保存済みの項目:
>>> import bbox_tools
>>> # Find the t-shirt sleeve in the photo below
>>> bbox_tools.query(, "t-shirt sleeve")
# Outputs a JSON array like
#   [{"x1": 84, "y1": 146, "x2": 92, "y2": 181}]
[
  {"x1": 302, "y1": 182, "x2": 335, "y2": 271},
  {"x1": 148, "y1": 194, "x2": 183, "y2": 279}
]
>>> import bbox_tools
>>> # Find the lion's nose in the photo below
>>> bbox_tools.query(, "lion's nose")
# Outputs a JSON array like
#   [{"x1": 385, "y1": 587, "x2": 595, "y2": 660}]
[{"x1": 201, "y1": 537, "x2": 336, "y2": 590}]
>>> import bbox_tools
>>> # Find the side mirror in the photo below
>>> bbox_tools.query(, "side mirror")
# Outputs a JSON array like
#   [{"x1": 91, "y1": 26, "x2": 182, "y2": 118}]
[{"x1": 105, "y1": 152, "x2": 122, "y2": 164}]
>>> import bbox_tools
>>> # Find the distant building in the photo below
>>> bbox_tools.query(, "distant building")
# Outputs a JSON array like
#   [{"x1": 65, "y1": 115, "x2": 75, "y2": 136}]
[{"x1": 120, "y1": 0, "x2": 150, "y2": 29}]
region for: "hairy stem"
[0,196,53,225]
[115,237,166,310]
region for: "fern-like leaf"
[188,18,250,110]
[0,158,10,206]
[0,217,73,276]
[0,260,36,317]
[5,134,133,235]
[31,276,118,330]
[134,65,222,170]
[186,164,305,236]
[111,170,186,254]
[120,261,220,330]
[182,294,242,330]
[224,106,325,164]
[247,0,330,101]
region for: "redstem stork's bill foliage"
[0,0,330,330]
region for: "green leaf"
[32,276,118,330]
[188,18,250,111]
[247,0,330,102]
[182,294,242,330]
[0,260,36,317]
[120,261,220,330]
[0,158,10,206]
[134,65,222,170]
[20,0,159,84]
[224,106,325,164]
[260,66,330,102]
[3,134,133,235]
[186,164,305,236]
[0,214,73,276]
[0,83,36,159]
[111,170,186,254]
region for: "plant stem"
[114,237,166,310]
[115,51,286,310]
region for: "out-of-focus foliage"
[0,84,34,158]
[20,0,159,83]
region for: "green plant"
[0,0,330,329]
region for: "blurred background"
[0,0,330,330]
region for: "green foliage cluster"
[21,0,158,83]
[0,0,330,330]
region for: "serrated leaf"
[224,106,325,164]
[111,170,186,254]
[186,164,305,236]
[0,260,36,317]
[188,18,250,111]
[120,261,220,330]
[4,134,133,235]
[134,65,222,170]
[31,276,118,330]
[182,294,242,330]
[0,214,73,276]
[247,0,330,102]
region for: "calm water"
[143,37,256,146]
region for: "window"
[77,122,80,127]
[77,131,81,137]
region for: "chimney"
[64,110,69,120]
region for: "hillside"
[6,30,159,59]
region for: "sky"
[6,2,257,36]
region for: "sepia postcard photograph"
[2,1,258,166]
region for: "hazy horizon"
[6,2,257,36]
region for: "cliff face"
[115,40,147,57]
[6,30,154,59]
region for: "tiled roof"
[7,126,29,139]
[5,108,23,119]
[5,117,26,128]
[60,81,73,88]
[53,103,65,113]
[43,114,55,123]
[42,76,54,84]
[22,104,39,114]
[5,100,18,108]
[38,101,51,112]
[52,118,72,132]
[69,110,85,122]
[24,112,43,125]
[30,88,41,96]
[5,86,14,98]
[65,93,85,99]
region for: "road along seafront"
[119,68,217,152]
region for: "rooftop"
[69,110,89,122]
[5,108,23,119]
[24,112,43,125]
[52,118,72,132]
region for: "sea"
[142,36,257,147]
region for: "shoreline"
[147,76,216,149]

__作業内容__: 上のレコードから文字列 "building" を含む行をすべて見つけ、一行ずつ書き写してください。

__回答__:
>>> # Find the distant building in the photo below
>>> bbox_tools.query(, "distant building")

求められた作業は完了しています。